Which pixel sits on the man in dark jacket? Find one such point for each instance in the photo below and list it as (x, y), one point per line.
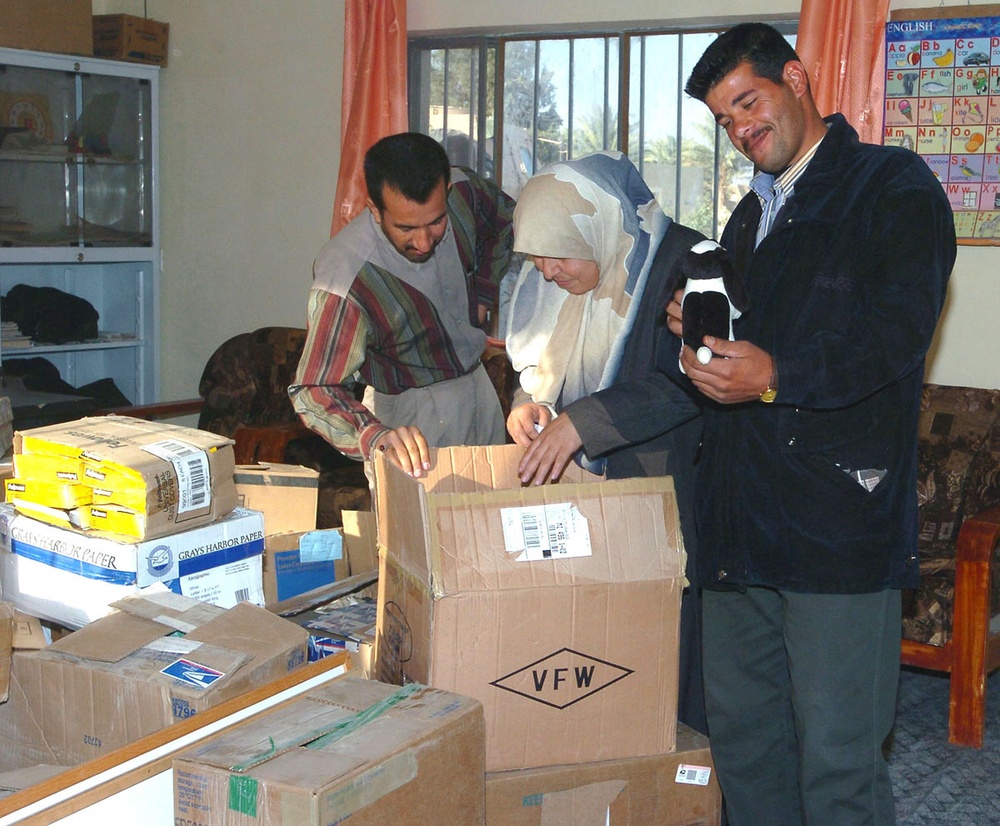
(806, 503)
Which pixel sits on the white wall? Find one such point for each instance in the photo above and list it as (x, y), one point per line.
(249, 151)
(250, 126)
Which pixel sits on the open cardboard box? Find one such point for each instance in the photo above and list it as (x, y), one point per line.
(555, 606)
(158, 659)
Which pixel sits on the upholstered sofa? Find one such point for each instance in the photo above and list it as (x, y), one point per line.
(952, 621)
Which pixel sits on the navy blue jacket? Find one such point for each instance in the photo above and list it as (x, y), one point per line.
(845, 293)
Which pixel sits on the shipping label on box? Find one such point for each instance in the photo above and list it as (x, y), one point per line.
(629, 792)
(576, 640)
(354, 750)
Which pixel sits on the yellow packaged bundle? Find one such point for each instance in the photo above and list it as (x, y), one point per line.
(166, 477)
(75, 518)
(48, 468)
(50, 494)
(116, 520)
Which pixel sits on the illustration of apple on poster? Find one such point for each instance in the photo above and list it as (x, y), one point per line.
(942, 100)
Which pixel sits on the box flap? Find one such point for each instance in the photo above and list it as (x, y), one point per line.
(111, 638)
(251, 629)
(448, 528)
(180, 613)
(28, 633)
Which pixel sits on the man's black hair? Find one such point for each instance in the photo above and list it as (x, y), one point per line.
(410, 162)
(760, 45)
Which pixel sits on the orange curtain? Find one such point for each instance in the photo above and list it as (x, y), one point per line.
(842, 44)
(374, 96)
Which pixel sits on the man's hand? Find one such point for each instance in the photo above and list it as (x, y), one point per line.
(738, 372)
(522, 419)
(406, 448)
(550, 452)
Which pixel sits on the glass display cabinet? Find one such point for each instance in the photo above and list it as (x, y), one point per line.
(78, 218)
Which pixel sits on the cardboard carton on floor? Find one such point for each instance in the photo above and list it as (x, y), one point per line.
(374, 753)
(71, 578)
(149, 479)
(361, 540)
(158, 659)
(556, 606)
(675, 789)
(295, 563)
(127, 37)
(285, 494)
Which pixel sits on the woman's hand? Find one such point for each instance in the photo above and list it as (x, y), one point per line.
(522, 421)
(406, 448)
(550, 452)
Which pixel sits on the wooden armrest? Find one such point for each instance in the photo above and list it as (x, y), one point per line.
(978, 537)
(156, 410)
(265, 443)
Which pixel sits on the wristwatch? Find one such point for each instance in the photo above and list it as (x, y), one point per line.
(770, 393)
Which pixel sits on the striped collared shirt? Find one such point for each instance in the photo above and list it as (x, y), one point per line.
(773, 191)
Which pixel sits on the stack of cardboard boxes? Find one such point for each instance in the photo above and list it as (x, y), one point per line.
(127, 530)
(557, 607)
(105, 507)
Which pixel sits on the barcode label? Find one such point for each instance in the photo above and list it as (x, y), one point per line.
(693, 775)
(538, 532)
(194, 490)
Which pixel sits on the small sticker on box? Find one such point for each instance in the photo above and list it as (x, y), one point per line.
(191, 466)
(693, 775)
(192, 673)
(538, 532)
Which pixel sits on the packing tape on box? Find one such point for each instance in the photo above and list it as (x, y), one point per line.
(318, 738)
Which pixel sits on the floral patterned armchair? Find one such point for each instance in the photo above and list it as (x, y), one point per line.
(952, 621)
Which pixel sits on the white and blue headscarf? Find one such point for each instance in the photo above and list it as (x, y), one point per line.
(594, 208)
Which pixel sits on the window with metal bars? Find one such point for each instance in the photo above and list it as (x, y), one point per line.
(507, 105)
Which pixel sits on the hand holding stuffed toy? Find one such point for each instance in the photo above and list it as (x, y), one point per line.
(713, 296)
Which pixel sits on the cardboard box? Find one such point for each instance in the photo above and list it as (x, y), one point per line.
(285, 494)
(71, 578)
(358, 749)
(481, 592)
(17, 780)
(676, 789)
(295, 563)
(6, 646)
(126, 37)
(150, 479)
(47, 25)
(361, 541)
(156, 660)
(6, 426)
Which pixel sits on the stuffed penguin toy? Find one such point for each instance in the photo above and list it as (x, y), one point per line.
(713, 296)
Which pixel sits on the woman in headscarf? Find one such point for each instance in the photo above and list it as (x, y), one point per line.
(585, 315)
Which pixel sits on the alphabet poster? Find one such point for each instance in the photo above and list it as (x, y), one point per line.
(942, 100)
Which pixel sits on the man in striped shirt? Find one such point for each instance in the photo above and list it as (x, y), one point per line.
(398, 301)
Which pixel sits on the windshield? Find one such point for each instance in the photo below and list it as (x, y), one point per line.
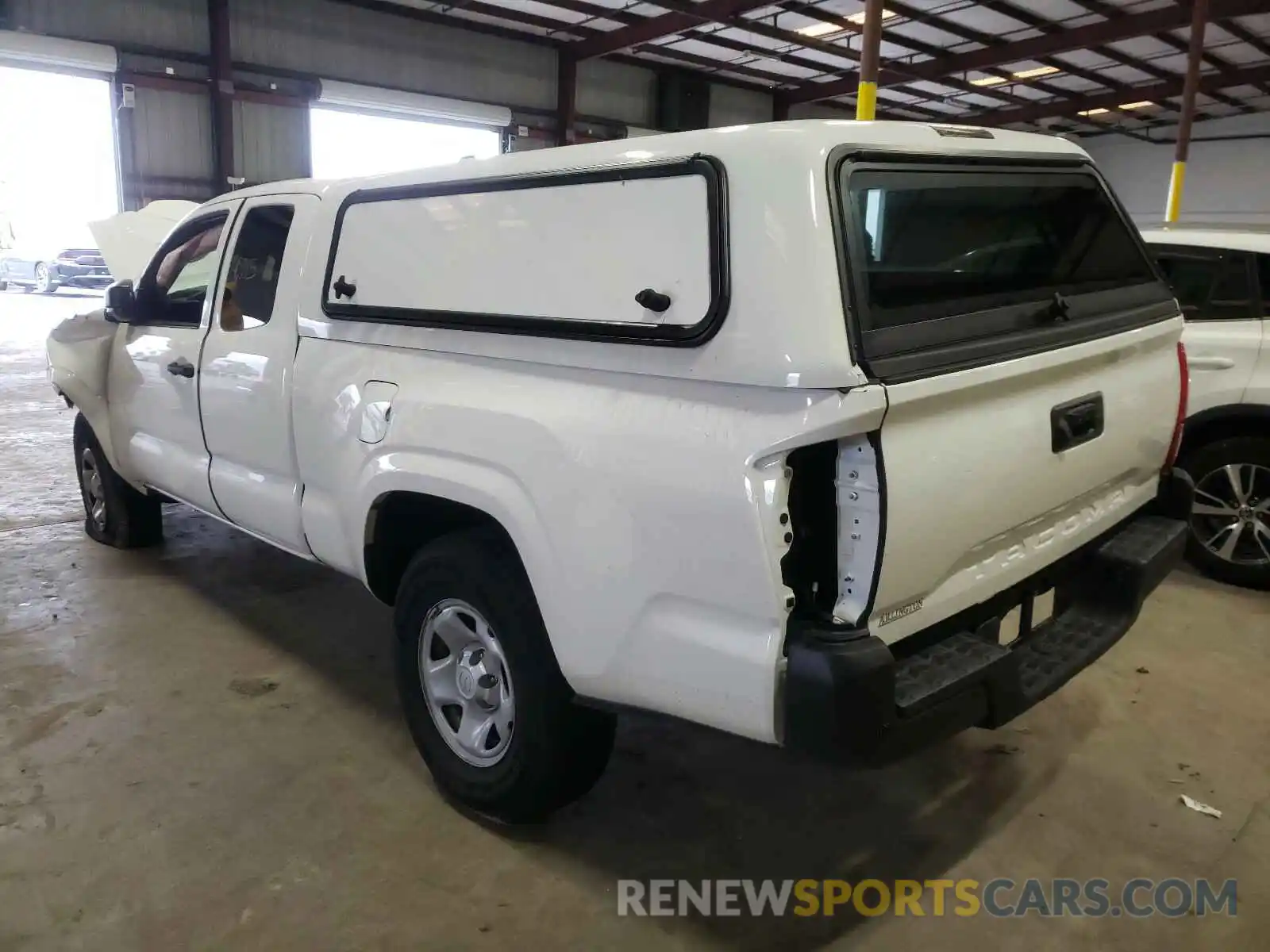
(941, 243)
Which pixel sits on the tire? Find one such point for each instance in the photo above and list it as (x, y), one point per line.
(44, 283)
(114, 513)
(1218, 509)
(556, 749)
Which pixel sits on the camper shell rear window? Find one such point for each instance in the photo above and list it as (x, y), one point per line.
(952, 266)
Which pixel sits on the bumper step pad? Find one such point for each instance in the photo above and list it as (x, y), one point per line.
(848, 695)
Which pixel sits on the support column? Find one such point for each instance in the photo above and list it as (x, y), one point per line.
(867, 95)
(1199, 18)
(567, 99)
(222, 93)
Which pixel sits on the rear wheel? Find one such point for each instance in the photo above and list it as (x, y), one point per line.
(1231, 518)
(487, 704)
(114, 513)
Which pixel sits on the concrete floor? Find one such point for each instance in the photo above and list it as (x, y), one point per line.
(152, 800)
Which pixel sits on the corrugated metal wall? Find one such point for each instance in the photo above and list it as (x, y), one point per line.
(169, 139)
(616, 90)
(738, 107)
(349, 44)
(271, 143)
(171, 145)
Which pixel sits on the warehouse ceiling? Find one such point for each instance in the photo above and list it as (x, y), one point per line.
(1064, 65)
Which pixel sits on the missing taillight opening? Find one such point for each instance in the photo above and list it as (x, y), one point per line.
(1183, 399)
(836, 522)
==================================================
Written request: Please present all of the data above as a Markdown table with the columns Row and Line, giving each nonblank line its own numbered row and skipping blank lines. Leave the pictures out of the table.

Answer to the exercise:
| Row | Line |
|---|---|
| 1 | Which pixel sits on the man in dark jacket? Find one such point for each instance in the photo below and list it as (x, y), one point per line. |
| 2 | (806, 503) |
| 3 | Which pixel sits on the white wall? Find one such point for each instance in the photo above and list it as (x, y), one point per line. |
| 4 | (249, 151) |
| 5 | (250, 126) |
| 6 | Which pixel sits on the open cardboard box? Find one such point for each instance in the photo above and list it as (x, y), one point per line. |
| 7 | (555, 606) |
| 8 | (158, 659) |
| 9 | Which pixel sits on the upholstered sofa? Find one such point for each instance in the photo above and list it as (x, y), one point per line. |
| 10 | (952, 621) |
| 11 | Which pixel sits on the navy blue jacket? Find one such point for each instance in the photo above and list it as (x, y), one point per line. |
| 12 | (845, 293) |
| 13 | Which pixel sits on the shipping label on box? Find one such point for each instance in the photo above and list it as (x, y), one point per line. |
| 14 | (629, 792) |
| 15 | (576, 640) |
| 16 | (354, 750) |
| 17 | Which pixel sits on the yellow packaged bundle? Find one such point for each instance in the photo above and list it as (x, y), one point per line. |
| 18 | (166, 477) |
| 19 | (75, 518) |
| 20 | (48, 468) |
| 21 | (50, 494) |
| 22 | (116, 520) |
| 23 | Which pixel sits on the illustration of apple on poster? Find one such point for each instance in the photo above and list it as (x, y), one point per line. |
| 24 | (942, 100) |
| 25 | Which pixel sits on the box flap? Find one such point for each instance in the photo above and list it as (x, y), one point per line. |
| 26 | (111, 638) |
| 27 | (251, 629) |
| 28 | (448, 528) |
| 29 | (180, 613) |
| 30 | (28, 633) |
| 31 | Which pixel sits on the man's black hair? Find one such point for each instance in the photo above and list it as (x, y), one point per line. |
| 32 | (410, 162) |
| 33 | (760, 45) |
| 34 | Which pixel sits on the orange curtain? Find one such point for each instance in the photo above and list it as (x, y), one point per line. |
| 35 | (842, 44) |
| 36 | (374, 96) |
| 37 | Which pixel sits on the man's hand? Find one such point for each instance in the photo above and list it as (x, y), one point per line. |
| 38 | (738, 372) |
| 39 | (522, 419) |
| 40 | (406, 448) |
| 41 | (550, 452) |
| 42 | Which pixel sits on the glass display cabinet? Find one such point for each instance in the photo above and list it as (x, y), one point per line. |
| 43 | (78, 218) |
| 44 | Which pixel sits on the cardboard carton on floor? Find one such point for each instance in the photo above and list it as (x, y), one point per line. |
| 45 | (374, 753) |
| 46 | (71, 578) |
| 47 | (149, 479) |
| 48 | (361, 540) |
| 49 | (158, 659) |
| 50 | (556, 606) |
| 51 | (675, 789) |
| 52 | (295, 563) |
| 53 | (127, 37) |
| 54 | (285, 494) |
| 55 | Which pixel sits on the woman's hand? Find one such point for each instance in the photo above and list it as (x, y), one point per line. |
| 56 | (522, 421) |
| 57 | (406, 448) |
| 58 | (550, 452) |
| 59 | Which pixel sits on the wooden armrest? Find one such point for each instance in the photo above and list it as (x, y), one point per line. |
| 60 | (978, 537) |
| 61 | (156, 410) |
| 62 | (265, 443) |
| 63 | Which pixel sits on the wristwatch? Find one such point for each instance in the photo above and list it as (x, y), one point per line. |
| 64 | (770, 393) |
| 65 | Which pixel sits on the striped collared shirt? Find one such point for each instance in the photo above and list it as (x, y), one point per line. |
| 66 | (773, 191) |
| 67 | Which pixel sits on the stack of cardboard boxes? Find one such point for each instance in the photo above and list it as (x, y), one point per line. |
| 68 | (127, 530) |
| 69 | (557, 607) |
| 70 | (105, 507) |
| 71 | Which pixel sits on the barcode label? Find one such point for each instance in the photo above and list it as (x, y), one point per line. |
| 72 | (693, 775) |
| 73 | (538, 532) |
| 74 | (194, 490) |
| 75 | Which pixel sits on the small sticker on box? Find one such point for each instance in the photo above and list it as (x, y), one point per line. |
| 76 | (191, 466) |
| 77 | (693, 775) |
| 78 | (192, 673) |
| 79 | (538, 532) |
| 80 | Which pixel sits on the packing tape on box? Find one such point for each instance in the photo above and list it as (x, y), one point per line. |
| 81 | (318, 738) |
| 82 | Which pixel sits on the floral patterned armchair? Find one such point for each instance in the photo above and list it as (x, y), one point per line. |
| 83 | (952, 621) |
| 84 | Which pixel sits on the white and blue headscarf? Find one such point for each instance in the photo above and list it as (x, y), one point per line. |
| 85 | (594, 208) |
| 86 | Which pixel sits on the window with metal bars? Find one such point for each instance in the photo above and list it as (x, y), one point per line. |
| 87 | (507, 105) |
| 88 | Which pixel sits on the hand holding stuffed toy? Find one such point for each instance in the photo above and list it as (x, y), one point per line. |
| 89 | (713, 296) |
| 90 | Which pixel sits on the cardboard box? Find one such point for each instance in the photo above and list it as (x, y), one point per line. |
| 91 | (285, 494) |
| 92 | (71, 578) |
| 93 | (358, 749) |
| 94 | (481, 592) |
| 95 | (17, 780) |
| 96 | (676, 789) |
| 97 | (295, 563) |
| 98 | (6, 646) |
| 99 | (126, 37) |
| 100 | (150, 479) |
| 101 | (47, 25) |
| 102 | (361, 541) |
| 103 | (156, 660) |
| 104 | (6, 426) |
| 105 | Which pixel sits on the stuffed penguin toy? Find one such point for each instance in the photo above and list it as (x, y), one point per line. |
| 106 | (713, 296) |
| 107 | Which pixel sits on the woman in headscarf? Find one such point for each instance in the photo above and list it as (x, y), one point per line. |
| 108 | (585, 315) |
| 109 | Which pixel sits on the alphabet poster? Find one such point for each instance in the photo above and list it as (x, y), one point per line. |
| 110 | (942, 100) |
| 111 | Which pixel sits on the man in striped shirt? Find one such point for each instance in the photo above and list it as (x, y), one point per line. |
| 112 | (398, 301) |
| 113 | Which pixel sits on the windshield? Find one such point for each instance in the photo below and list it as (x, y), one point per line. |
| 114 | (941, 243) |
| 115 | Which pixel sits on the tire? Find one such point for each instance in the photo above and list it as (x, y), one point per line. |
| 116 | (44, 283) |
| 117 | (114, 513) |
| 118 | (1218, 509) |
| 119 | (556, 749) |
| 120 | Which pixel sits on the camper shell rear window? Find one such point for each instance in the photo above and list it as (x, y), one point per line. |
| 121 | (952, 266) |
| 122 | Which pixel sits on the bumper step pad? Find one such point for each instance in the photo above and list it as (x, y), one point per line. |
| 123 | (848, 695) |
| 124 | Which pixel sits on the support column? Find one such point for each instance in the photo above and list it as (x, y), one point per line. |
| 125 | (867, 95) |
| 126 | (1199, 18) |
| 127 | (567, 99) |
| 128 | (222, 93) |
| 129 | Which pixel sits on the rear wheel? Find one such point for each instance in the photo above and list it as (x, y), one point per line. |
| 130 | (1231, 518) |
| 131 | (487, 704) |
| 132 | (114, 513) |
| 133 | Which pixel sits on the concrete floor? Find one such point for each instance in the photo above and list it as (x, y), one point per line. |
| 134 | (152, 800) |
| 135 | Which pixel sits on the corrugated metal wall? Find one such point for each instance in the photo above and list it as (x, y), one point per line. |
| 136 | (169, 139) |
| 137 | (616, 90) |
| 138 | (738, 107) |
| 139 | (349, 44) |
| 140 | (271, 143) |
| 141 | (171, 145) |
| 142 | Which pixel sits on the warehouse ceiling? Find one such point for each instance in the photo above and list it as (x, y), one point per line. |
| 143 | (1064, 65) |
| 144 | Which pixel sits on the missing taillight opening? Find one such point for each instance in the photo above and list it as (x, y), one point per line. |
| 145 | (1183, 399) |
| 146 | (836, 522) |